STUDY TEXT:
+++

As it turns out, for the study Wakefield took blood samples from children at his son's birthday party, paying them 5 pounds each.
The language was probably not strong enough. The Wakefield paper killed children and left others deaf and disabled from preventable diseases as their parents, in an effort to avoid autism, left them unvaccinated.
Vaccination has always had its critics. Using needles to put things into children's bodies has always left some parents uneasy. And the epidemic of autism has left other parents searching for some cause, some agent, some substance that might be to blame.
Vaccination became a prime suspect because it occurs so close to the time at which autism used to be first diagnosed. And Wakefield's paper was all the ammunition anti-vaccinators needed.
Wakefield's study was both tiny and flawed. Nearly all of his 13 other co-authors eventually bailed out on the article. Still, the press could not resist from spreading the scary news over and over again, even though no one could get the same findings as Wakefield did. And Wakefield himself, supported by a fanatical anti-vaccine lobby that to this day cannot let go of the vaccine-autism connection, continued to spread fear of vaccines right up to the time of his disciplinary hearing.
Some will try to portray Wakefield as a martyr, sacrificed for the profits pharmaceutical companies make from vaccines. But the profit from childhood vaccination has always been a very small part of Big Pharma's big profits. The companies still in the childhood vaccine business generally stay there from a sense of duty to the public health not greed.

+++

INFORMATION:
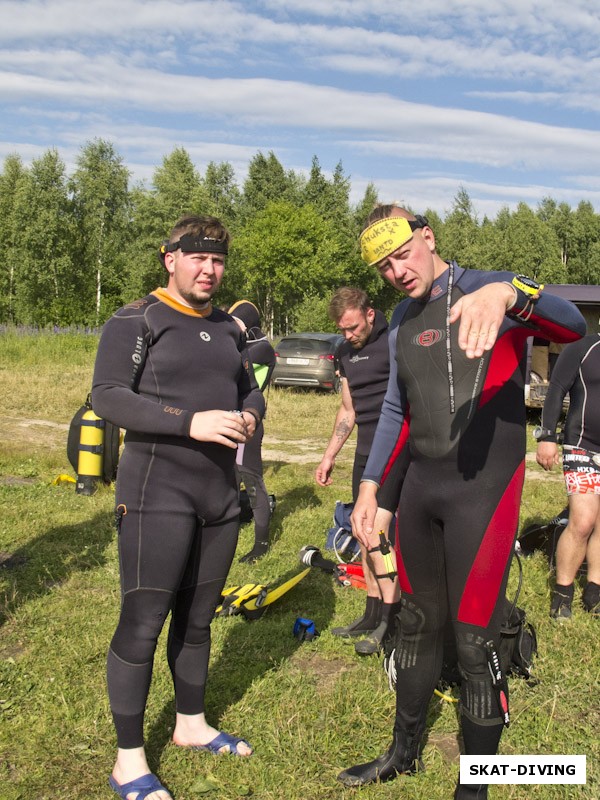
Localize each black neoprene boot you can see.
[354,602,400,656]
[338,731,424,786]
[331,595,382,639]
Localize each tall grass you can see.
[0,334,600,800]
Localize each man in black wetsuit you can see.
[229,300,276,564]
[315,286,406,655]
[534,333,600,621]
[92,216,264,800]
[338,206,585,800]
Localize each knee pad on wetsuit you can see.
[456,631,502,725]
[110,589,171,664]
[396,595,426,669]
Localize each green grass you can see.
[0,335,600,800]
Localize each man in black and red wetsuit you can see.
[92,216,264,800]
[338,206,585,800]
[534,333,600,621]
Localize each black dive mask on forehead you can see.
[158,233,228,266]
[408,214,429,231]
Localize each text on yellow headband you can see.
[360,217,413,267]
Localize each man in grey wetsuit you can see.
[92,216,264,800]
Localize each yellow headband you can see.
[360,217,413,267]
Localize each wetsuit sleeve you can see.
[238,334,265,425]
[542,340,584,442]
[248,339,276,392]
[362,304,408,486]
[92,314,193,437]
[506,275,586,343]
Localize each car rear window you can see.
[277,339,333,354]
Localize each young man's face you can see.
[165,250,225,308]
[376,216,437,300]
[337,308,375,350]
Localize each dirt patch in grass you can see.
[427,733,460,763]
[290,650,354,693]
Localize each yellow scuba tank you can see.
[67,395,121,495]
[75,408,104,495]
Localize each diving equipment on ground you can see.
[299,544,367,589]
[215,567,310,619]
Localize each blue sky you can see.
[0,0,600,218]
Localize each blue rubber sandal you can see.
[108,772,171,800]
[190,732,254,758]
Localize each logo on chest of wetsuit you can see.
[412,328,446,347]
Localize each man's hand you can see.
[450,282,516,358]
[535,442,560,470]
[350,481,378,547]
[190,410,249,450]
[315,455,335,486]
[242,411,258,439]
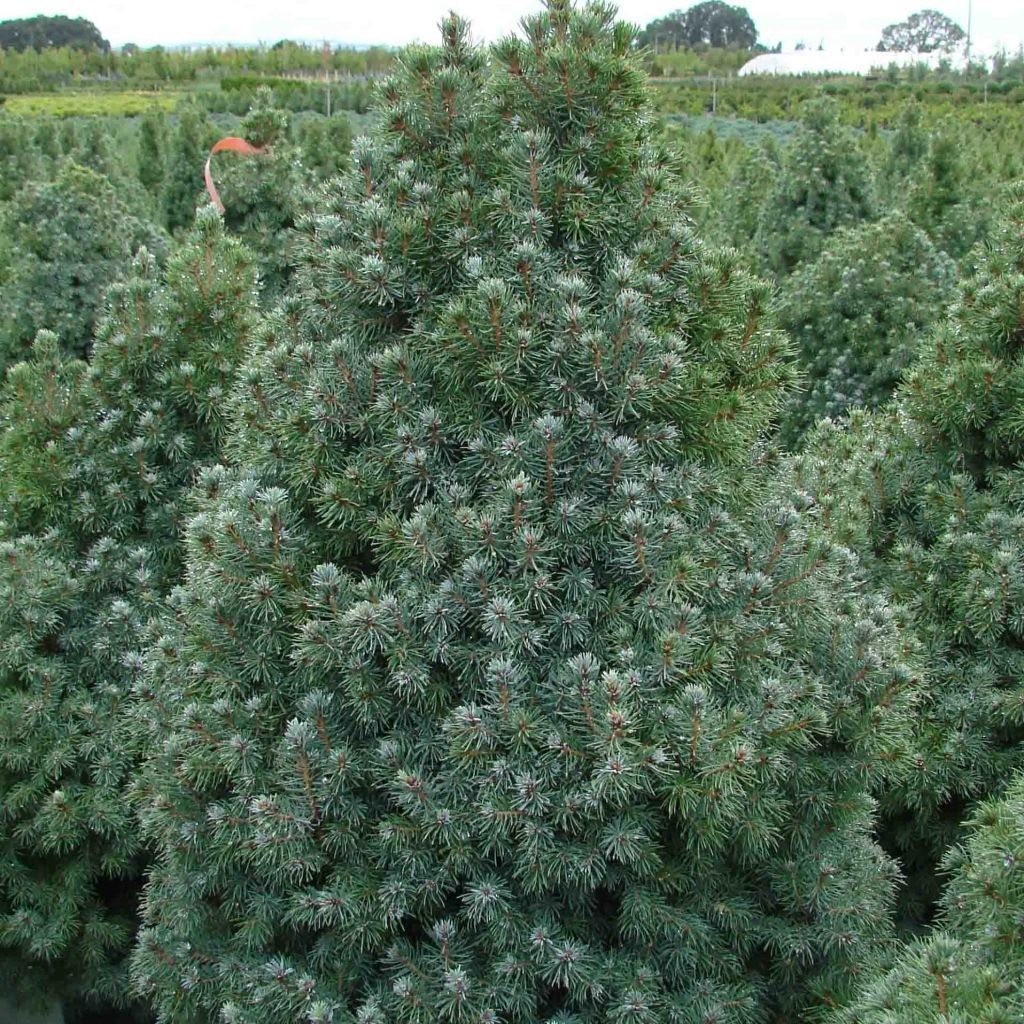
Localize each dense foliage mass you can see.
[0,209,254,1006]
[835,776,1024,1024]
[128,0,911,1022]
[0,0,1024,1024]
[781,214,955,444]
[794,186,1024,921]
[0,14,111,51]
[0,162,164,367]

+++

TASK REQUIREMENTS:
[1] In the passage about Wakefield's vaccine study, how much was each child at the birthday party paid for a blood sample?
[2] Carry on the passage about Wakefield's vaccine study, picking up after its final sentence.

ANSWERS TO THE EXERCISES:
[1] 5 pounds

[2]
Wakefield is no martyr. He is a scientist who would not give up on his theory no matter how much evidence accumulated that vaccines are not linked to autism. And that makes him guilty of letting his zealotry blind him to the harm avoiding effective vaccines did to many vulnerable children.
The bitter lessons of the decision to expunge the Wakefield paper from medical history are clear. No single, small study should ever be taken as the basis for a massive change in anyone's behavior when it comes to your health and that of your family. And the desire to find some reason, any reason, for the plague of autism should not blind us to the fact that the evidence clearly shows that vaccination is not the culprit.
Arthur Caplan is director of the Center for Bioethics at the University of Pennsylvania.